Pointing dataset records

--------------------------------

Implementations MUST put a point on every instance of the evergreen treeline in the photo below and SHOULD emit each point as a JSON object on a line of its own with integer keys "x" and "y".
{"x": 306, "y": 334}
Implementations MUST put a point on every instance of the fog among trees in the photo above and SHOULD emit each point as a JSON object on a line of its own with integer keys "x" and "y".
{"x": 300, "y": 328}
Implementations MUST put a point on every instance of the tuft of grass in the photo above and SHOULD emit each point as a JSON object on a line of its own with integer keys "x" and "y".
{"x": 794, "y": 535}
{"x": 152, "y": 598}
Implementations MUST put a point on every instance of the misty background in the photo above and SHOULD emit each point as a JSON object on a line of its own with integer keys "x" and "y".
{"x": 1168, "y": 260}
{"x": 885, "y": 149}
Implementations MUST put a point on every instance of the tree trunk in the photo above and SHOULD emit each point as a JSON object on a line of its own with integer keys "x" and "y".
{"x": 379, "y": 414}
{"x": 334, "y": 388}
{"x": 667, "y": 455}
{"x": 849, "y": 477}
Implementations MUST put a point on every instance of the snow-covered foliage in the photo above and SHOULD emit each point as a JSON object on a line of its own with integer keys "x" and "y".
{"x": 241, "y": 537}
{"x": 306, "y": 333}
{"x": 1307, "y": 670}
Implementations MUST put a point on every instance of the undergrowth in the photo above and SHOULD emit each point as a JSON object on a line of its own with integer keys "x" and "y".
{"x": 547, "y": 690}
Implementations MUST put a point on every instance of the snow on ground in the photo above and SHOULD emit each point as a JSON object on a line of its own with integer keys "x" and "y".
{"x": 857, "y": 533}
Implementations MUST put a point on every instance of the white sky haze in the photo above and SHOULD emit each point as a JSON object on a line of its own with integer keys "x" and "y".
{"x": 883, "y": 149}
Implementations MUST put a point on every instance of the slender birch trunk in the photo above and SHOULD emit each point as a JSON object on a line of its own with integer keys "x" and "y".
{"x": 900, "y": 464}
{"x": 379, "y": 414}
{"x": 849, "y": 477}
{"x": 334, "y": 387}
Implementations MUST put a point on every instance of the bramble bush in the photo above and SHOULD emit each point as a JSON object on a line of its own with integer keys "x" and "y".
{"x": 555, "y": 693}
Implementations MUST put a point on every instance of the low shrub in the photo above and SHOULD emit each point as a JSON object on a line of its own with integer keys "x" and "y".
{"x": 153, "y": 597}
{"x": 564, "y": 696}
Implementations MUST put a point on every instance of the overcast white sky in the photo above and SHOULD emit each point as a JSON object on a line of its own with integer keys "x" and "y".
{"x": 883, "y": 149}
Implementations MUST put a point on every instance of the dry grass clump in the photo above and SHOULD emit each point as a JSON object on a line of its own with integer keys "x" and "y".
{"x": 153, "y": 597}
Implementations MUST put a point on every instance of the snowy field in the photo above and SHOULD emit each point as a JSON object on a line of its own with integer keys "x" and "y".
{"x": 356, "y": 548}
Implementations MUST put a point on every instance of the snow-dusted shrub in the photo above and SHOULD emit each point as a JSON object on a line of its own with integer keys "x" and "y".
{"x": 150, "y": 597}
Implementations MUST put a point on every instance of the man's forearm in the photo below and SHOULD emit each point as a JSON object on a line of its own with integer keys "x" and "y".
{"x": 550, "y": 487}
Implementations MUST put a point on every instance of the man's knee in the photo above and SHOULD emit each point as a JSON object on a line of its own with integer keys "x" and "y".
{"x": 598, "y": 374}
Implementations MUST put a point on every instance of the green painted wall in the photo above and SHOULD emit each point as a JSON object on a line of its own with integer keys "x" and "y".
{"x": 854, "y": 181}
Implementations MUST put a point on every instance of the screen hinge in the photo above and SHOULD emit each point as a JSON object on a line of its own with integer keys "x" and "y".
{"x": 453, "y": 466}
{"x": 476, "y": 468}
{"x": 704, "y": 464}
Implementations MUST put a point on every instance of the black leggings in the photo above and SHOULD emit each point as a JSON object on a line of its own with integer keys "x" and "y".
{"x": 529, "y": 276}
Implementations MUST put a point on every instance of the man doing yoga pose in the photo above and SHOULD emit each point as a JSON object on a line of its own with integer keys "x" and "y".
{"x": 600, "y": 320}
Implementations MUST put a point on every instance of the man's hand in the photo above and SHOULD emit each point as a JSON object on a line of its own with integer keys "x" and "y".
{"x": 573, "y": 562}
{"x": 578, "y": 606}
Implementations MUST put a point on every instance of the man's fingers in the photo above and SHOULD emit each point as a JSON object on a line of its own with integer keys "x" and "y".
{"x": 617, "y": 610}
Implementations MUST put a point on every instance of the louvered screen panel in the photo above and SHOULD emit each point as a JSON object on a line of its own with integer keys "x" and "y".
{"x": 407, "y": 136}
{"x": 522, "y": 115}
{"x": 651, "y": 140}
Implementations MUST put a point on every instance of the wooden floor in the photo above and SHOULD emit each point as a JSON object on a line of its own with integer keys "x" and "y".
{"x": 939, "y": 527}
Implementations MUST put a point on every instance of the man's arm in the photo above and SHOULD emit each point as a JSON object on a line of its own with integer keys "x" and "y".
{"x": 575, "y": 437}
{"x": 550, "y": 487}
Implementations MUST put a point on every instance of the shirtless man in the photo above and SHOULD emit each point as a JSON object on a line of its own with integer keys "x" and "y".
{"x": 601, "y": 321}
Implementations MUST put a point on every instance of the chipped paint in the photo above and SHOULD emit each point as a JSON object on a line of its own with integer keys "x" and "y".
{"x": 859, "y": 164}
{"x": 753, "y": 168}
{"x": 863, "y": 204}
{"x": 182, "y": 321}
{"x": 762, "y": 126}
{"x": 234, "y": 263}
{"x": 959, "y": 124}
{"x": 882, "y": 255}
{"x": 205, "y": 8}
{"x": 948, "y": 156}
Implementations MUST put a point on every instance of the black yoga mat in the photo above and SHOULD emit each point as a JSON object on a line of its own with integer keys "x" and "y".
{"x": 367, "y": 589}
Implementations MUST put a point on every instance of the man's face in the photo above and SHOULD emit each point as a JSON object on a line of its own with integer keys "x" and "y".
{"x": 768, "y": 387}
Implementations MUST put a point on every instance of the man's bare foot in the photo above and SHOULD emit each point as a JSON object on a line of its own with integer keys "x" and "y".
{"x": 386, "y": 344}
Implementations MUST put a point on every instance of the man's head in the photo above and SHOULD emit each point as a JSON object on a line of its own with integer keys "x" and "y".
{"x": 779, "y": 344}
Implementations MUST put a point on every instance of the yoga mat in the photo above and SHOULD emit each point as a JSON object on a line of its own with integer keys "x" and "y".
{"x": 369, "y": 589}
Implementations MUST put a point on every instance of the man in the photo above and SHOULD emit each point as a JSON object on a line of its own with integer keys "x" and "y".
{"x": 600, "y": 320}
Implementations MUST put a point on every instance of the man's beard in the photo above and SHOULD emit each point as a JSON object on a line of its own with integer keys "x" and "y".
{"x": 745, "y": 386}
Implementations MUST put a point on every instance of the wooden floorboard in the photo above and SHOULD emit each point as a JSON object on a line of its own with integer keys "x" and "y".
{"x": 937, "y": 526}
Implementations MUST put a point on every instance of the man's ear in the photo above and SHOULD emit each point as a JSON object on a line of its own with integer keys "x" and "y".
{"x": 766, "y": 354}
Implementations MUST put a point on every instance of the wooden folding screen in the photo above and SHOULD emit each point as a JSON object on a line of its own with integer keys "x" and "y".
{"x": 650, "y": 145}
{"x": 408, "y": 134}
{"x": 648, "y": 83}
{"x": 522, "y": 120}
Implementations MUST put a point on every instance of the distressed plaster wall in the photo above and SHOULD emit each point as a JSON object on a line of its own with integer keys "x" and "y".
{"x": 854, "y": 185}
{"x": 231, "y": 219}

--------------------------------

§ Task instructions
Reproduce the listing above word for word.

§ Worked answer
Implementations MUST put a point on every instance of the evergreen treeline in the photo below and SHOULD emit each point as a JSON object on a line of its own with integer keys "x" and "y".
{"x": 306, "y": 334}
Implementations MUST put a point on every instance of the fog among trees in the photo above and SHOULD emit each point as a JSON object on a line of its own with integer keys "x" and "y".
{"x": 300, "y": 328}
Implementations MUST put a point on every instance of the tuft of grass in the photo above and SHOULD emit each point as a JSON object on a line of its own with integer keys "x" and "y".
{"x": 794, "y": 535}
{"x": 152, "y": 598}
Implementations MUST put a point on every instance of the misty background in the photo above and SHOULD emit each point as a JSON object on a line of its own with integer keys "x" and "y".
{"x": 1168, "y": 260}
{"x": 885, "y": 149}
Implementations MUST put a point on every instance of the tree trunk in the photo above and SHOULD emit each point as a JSON object on a line of its own with integer keys "x" and "y".
{"x": 379, "y": 414}
{"x": 334, "y": 388}
{"x": 667, "y": 455}
{"x": 849, "y": 477}
Implementations MUST put a point on every instance of the snow-covered foliage in the photo above and SHOULD emit each point as a JSON object on a line of its own with integer keys "x" and "y".
{"x": 241, "y": 537}
{"x": 306, "y": 333}
{"x": 1307, "y": 670}
Implementations MUST put a point on every instance of the undergrowth in the photo above and SHOULD emit each point as a JSON object on a line of its own with integer keys "x" and "y".
{"x": 547, "y": 690}
Implementations MUST put a point on every instance of the snow on ground in the photo above and SHOULD emit each point as a JSON object on a line of its own with integer keys "x" and "y".
{"x": 857, "y": 533}
Implementations MUST put a point on every instance of the white sky haze in the photo above and SHOULD emit each point as a JSON object on a line of its own with integer keys "x" and "y".
{"x": 883, "y": 149}
Implementations MUST put a point on every instance of the slender birch trunk in the photo above and SHOULD emit each point as a JSON object on a line of its own with integer keys "x" and "y".
{"x": 900, "y": 464}
{"x": 379, "y": 414}
{"x": 849, "y": 477}
{"x": 334, "y": 387}
Implementations MUST put a point on every instance of the bramble bush in the photo above and SHOULD emit each point as a JSON object on a line of its own with integer keys "x" and "y".
{"x": 555, "y": 693}
Implementations MUST put a point on every instance of the low shrub in the photo above and SHOULD emit each point as a JSON object on a line of its own with integer keys "x" and "y".
{"x": 153, "y": 597}
{"x": 564, "y": 696}
Implementations MUST put a point on every instance of the overcast white sky in the photo above and SHOULD emit each point as a JSON object on a line of its own with integer keys "x" and "y".
{"x": 883, "y": 149}
Implementations MUST put a point on every instance of the dry grass clump in the photo above and SHOULD emit each point as a JSON object on a line of its own with integer keys "x" and "y".
{"x": 153, "y": 597}
Implementations MUST put a point on every instance of the snowy field in the photo above and SHOULD emit each point as a JSON object on a line of its own with integer keys "x" and "y".
{"x": 356, "y": 548}
Implementations MUST put a point on every instance of the snow-dusted shrub in the photo above and SHOULD emit each point as a JSON object on a line of its own with integer keys "x" and "y".
{"x": 150, "y": 597}
Implementations MUST put a point on every instance of the man's forearm in the photo below and SHOULD emit each point as a JSON object on a line of its own with integer keys "x" and "y".
{"x": 550, "y": 487}
Implementations MUST put a point on every instance of the man's knee in the photo above and SHOULD emit each point as a JSON object on a line of its own with integer keys "x" and "y".
{"x": 598, "y": 374}
Implementations MUST put a point on every instance of the green painted wall in the photo above and SHOULD emit each point as a JSON object on a line of its own with integer keys "x" and "y".
{"x": 854, "y": 181}
Implementations MUST put a point on every instance of the screen hinge in the photo above and SHOULD emit each point as a JSON object on a line of its own with integer keys "x" and "y".
{"x": 453, "y": 466}
{"x": 476, "y": 468}
{"x": 704, "y": 464}
Implementations MUST put a point on every instance of the black leggings in the photo above and SHOULD emit each point as a JSON object on a line of its own with integer keys "x" and "y".
{"x": 529, "y": 276}
Implementations MUST put a point on every instance of the man doing yoga pose in the photo above and SHOULD emit each point as a JSON object on a line of its own with integer keys "x" and "y".
{"x": 600, "y": 320}
Implementations MUST put a point on every instance of the man's hand in the photo above and SHOULD emit each point as a JSON object on a line of its own with integer keys "x" and "y".
{"x": 573, "y": 562}
{"x": 578, "y": 606}
Implementations MUST put a point on every instance of the man's fingers in the photo above and SHOULD emit each point as a JSON object on a line of its own with integer keys "x" and "y".
{"x": 617, "y": 610}
Implementations MUST put a point on every instance of the louvered screen panel in the photo above and SHOULD emit each point as a JSON object on a line of its own with integer keys "x" and "y".
{"x": 407, "y": 136}
{"x": 522, "y": 115}
{"x": 651, "y": 140}
Implementations MUST put a point on every instance of the wooden floor in the photo above and SHOULD emit each point as a JSON object on a line of its own with integer keys "x" and "y".
{"x": 939, "y": 527}
Implementations MUST put a point on every instance of the man's arm in the photo above and SHOULD emit each point as a JSON object on a line of its own with integer keys "x" and "y".
{"x": 575, "y": 437}
{"x": 550, "y": 487}
Implementations MUST put a point on every instance of the shirtless man in the photo above and SHOULD emit each point as a JSON object on a line of its own with integer keys "x" and "y".
{"x": 601, "y": 321}
Implementations MUST put a point on every instance of the chipped paint in the photo above and SHOULD emit each point as a JSON object on a line of its own with integer keys "x" and "y".
{"x": 859, "y": 164}
{"x": 753, "y": 168}
{"x": 863, "y": 204}
{"x": 182, "y": 321}
{"x": 762, "y": 126}
{"x": 234, "y": 263}
{"x": 959, "y": 124}
{"x": 882, "y": 255}
{"x": 205, "y": 8}
{"x": 948, "y": 156}
Implementations MUST put a point on every instance of the black yoga mat in the photo above and SHOULD emit each point as a JSON object on a line of its own with integer keys "x" and "y".
{"x": 367, "y": 589}
Implementations MUST put a point on every instance of the man's face in the photo above and SHOULD emit each point as a JSON object on a line of its own with integer keys "x" and "y".
{"x": 768, "y": 387}
Implementations MUST put a point on every instance of the man's bare foot in the photo above and SHOULD emit each point as a JSON object on a line of its own with integer keys "x" and "y".
{"x": 386, "y": 344}
Implementations MUST put a point on every instance of the man's head in the photo above and SHOULD emit each point as a JSON object on a line of its own with integer keys "x" and "y".
{"x": 779, "y": 344}
Implementations MUST put a point on every instance of the yoga mat in the photo above and SHOULD emit each point as a JSON object on a line of its own with integer keys "x" and "y".
{"x": 369, "y": 589}
Implementations MUST put a point on every instance of the man in the photo above and SHOULD emit each point as a JSON object on a line of its own with integer keys "x" and "y".
{"x": 600, "y": 320}
Implementations MUST put a point on every instance of the man's beard in the photo above and SHOULD emit each point as a JSON object on a line of its own with integer keys "x" and "y".
{"x": 745, "y": 386}
Implementations MUST put a point on every instance of the wooden floorboard in the photo above and SHOULD emit each point as a JSON object on a line of its own with integer keys "x" and "y".
{"x": 937, "y": 526}
Implementations MUST put a point on every instance of the man's ear in the photo above and SHOULD emit each point as a JSON object on a line of its own with integer keys "x" and "y".
{"x": 766, "y": 354}
Implementations MUST put a point on every instance of the wooden folding screen in the photo above and SHOULD emit each point as a JSON object on a line of its own with integer keys "x" and "y".
{"x": 650, "y": 145}
{"x": 408, "y": 134}
{"x": 648, "y": 83}
{"x": 522, "y": 120}
Implementations MUST put a point on every instance of the distressed plaster wall in the photo above and SHOULD emit each point as a JSON object on a line of its own with integer keys "x" and "y".
{"x": 854, "y": 185}
{"x": 231, "y": 219}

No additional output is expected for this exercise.